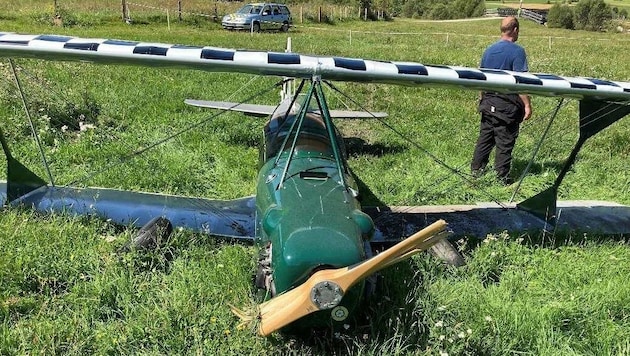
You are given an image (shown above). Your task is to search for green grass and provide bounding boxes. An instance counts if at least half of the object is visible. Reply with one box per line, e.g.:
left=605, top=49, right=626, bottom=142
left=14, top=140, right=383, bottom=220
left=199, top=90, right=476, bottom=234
left=0, top=5, right=630, bottom=355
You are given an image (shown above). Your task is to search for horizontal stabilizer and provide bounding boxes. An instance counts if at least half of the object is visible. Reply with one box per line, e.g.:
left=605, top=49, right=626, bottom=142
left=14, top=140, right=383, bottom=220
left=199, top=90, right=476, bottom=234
left=364, top=200, right=630, bottom=243
left=184, top=99, right=387, bottom=119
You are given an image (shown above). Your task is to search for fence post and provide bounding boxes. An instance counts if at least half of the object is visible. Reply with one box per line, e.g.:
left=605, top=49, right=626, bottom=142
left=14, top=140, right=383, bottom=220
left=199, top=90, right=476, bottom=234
left=122, top=0, right=129, bottom=21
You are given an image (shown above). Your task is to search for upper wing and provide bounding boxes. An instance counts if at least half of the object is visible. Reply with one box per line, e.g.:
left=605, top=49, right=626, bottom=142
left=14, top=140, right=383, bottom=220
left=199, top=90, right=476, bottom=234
left=0, top=182, right=256, bottom=241
left=184, top=99, right=387, bottom=119
left=0, top=32, right=630, bottom=101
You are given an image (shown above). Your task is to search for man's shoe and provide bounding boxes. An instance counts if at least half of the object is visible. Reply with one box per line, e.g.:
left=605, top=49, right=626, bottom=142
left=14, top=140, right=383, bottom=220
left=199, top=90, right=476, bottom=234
left=470, top=168, right=484, bottom=179
left=499, top=177, right=514, bottom=187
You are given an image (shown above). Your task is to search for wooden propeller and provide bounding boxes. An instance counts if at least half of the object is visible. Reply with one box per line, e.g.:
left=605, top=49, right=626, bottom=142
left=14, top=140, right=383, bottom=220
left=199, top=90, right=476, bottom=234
left=232, top=220, right=448, bottom=336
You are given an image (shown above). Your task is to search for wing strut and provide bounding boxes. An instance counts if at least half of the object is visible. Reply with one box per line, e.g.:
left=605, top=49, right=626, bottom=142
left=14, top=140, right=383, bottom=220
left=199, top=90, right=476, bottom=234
left=516, top=100, right=630, bottom=223
left=510, top=98, right=564, bottom=203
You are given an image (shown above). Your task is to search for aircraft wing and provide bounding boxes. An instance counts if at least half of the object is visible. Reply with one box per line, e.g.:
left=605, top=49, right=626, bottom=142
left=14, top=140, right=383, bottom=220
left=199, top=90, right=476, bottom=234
left=184, top=99, right=387, bottom=119
left=0, top=32, right=630, bottom=102
left=0, top=182, right=256, bottom=242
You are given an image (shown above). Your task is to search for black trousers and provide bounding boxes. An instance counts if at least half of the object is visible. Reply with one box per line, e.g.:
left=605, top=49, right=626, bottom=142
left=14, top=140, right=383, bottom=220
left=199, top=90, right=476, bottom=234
left=470, top=113, right=520, bottom=178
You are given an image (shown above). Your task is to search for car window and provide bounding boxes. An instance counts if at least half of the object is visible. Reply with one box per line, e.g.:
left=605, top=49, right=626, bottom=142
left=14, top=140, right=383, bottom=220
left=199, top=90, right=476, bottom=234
left=236, top=5, right=254, bottom=14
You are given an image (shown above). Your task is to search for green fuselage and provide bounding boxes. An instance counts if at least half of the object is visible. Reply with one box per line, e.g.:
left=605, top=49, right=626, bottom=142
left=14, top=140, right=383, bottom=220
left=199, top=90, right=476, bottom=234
left=256, top=96, right=374, bottom=324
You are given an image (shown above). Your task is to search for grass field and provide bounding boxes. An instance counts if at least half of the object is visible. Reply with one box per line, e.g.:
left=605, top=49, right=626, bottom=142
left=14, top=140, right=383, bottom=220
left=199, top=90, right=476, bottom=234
left=0, top=1, right=630, bottom=355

**Set problem:**
Retype all of the rows above word for word, leaving the pictures out.

**Final result:**
You are given an image (shown above). Your task is to search for green grass and provide bounding boxes. An instance counts if at least half of the object is visible. Reply with one box per line, e.g.:
left=605, top=49, right=626, bottom=142
left=14, top=140, right=383, bottom=220
left=199, top=90, right=476, bottom=234
left=0, top=5, right=630, bottom=355
You are given an image (shown above). Your task is to search for horizontal stabilizer and provide bounding boxes. An instance counts if at least half of the object is visible. Reply with one box per line, e.g.:
left=605, top=49, right=626, bottom=142
left=14, top=140, right=383, bottom=220
left=199, top=90, right=476, bottom=234
left=364, top=200, right=630, bottom=243
left=184, top=99, right=387, bottom=119
You are given an image (shown above). Your task is to search for fence post and provide bounding boxes. An instance counts if at least half of the object is visible. Reply with one box per line, e.g.:
left=605, top=49, right=626, bottom=142
left=14, top=140, right=383, bottom=220
left=199, top=90, right=476, bottom=234
left=122, top=0, right=129, bottom=21
You are given an image (shown above). Your task is to search for upper wing and provide bounding boxes. An instance counts if at least half of the object is visible. Reply with one box per line, e.g.:
left=605, top=49, right=626, bottom=142
left=14, top=140, right=383, bottom=220
left=199, top=90, right=476, bottom=234
left=0, top=182, right=256, bottom=241
left=184, top=99, right=387, bottom=119
left=0, top=32, right=630, bottom=101
You are given an image (shown above). Your task is to search for man's shoe and provide bounding boxes. An instance counts if at least half of the object is visible. Reply with one box per line, e.g.:
left=605, top=49, right=626, bottom=142
left=14, top=140, right=383, bottom=220
left=199, top=90, right=476, bottom=234
left=470, top=168, right=484, bottom=179
left=499, top=177, right=514, bottom=187
You are given an image (shown above). Your task is to search for wooden propeller and provide bounding boxes. An instance counts if at least half of the object is visible. Reply with one box per line, e.g.:
left=605, top=49, right=626, bottom=142
left=14, top=140, right=383, bottom=220
left=199, top=90, right=476, bottom=234
left=232, top=220, right=448, bottom=336
You are given an image (shown above). Your task is to search for wing strut and provide bounding boxes. An instance counts if at least half of the object is visible. Reply with one box per line, e.g.:
left=605, top=49, right=626, bottom=142
left=14, top=140, right=383, bottom=220
left=199, top=90, right=476, bottom=234
left=516, top=100, right=630, bottom=223
left=510, top=98, right=564, bottom=203
You are given an image (shown above). Your task is to search for aircraft wing and provide bounding boxes. An instance counts if at least half of the object is visible. Reply with one box per line, e.g.:
left=605, top=49, right=626, bottom=142
left=14, top=140, right=383, bottom=220
left=199, top=90, right=476, bottom=234
left=184, top=99, right=387, bottom=119
left=0, top=32, right=630, bottom=102
left=0, top=182, right=256, bottom=242
You are given an image (shown above). Your task is to search for black trousers and provide bounding boxes. An instance counts if at least half of the object is visible. Reply with one box per line, e.g.:
left=605, top=49, right=626, bottom=142
left=14, top=140, right=383, bottom=220
left=199, top=90, right=476, bottom=234
left=470, top=113, right=520, bottom=178
You are given an image (shown above). Your task is to search for car window and provide bounding boxes. An instance counts if at least half of the object is visible. Reply with one box per line, e.g.:
left=605, top=49, right=626, bottom=142
left=14, top=140, right=383, bottom=220
left=199, top=90, right=476, bottom=234
left=236, top=5, right=254, bottom=14
You are given an image (shown above). Your task is to search for green fuselage and provide bounding boxes. An instance counts if at least half of the object is visible. Reply with one box per line, e.g.:
left=605, top=49, right=626, bottom=142
left=14, top=140, right=383, bottom=220
left=199, top=90, right=476, bottom=234
left=256, top=96, right=374, bottom=324
You are given an image (shown above). Your task is to search for grass field and provide bounding boxes. An instance counts if at least half of the object is visible. Reply with one box per line, e.g.:
left=605, top=49, right=626, bottom=142
left=14, top=140, right=383, bottom=220
left=199, top=90, right=476, bottom=234
left=0, top=1, right=630, bottom=355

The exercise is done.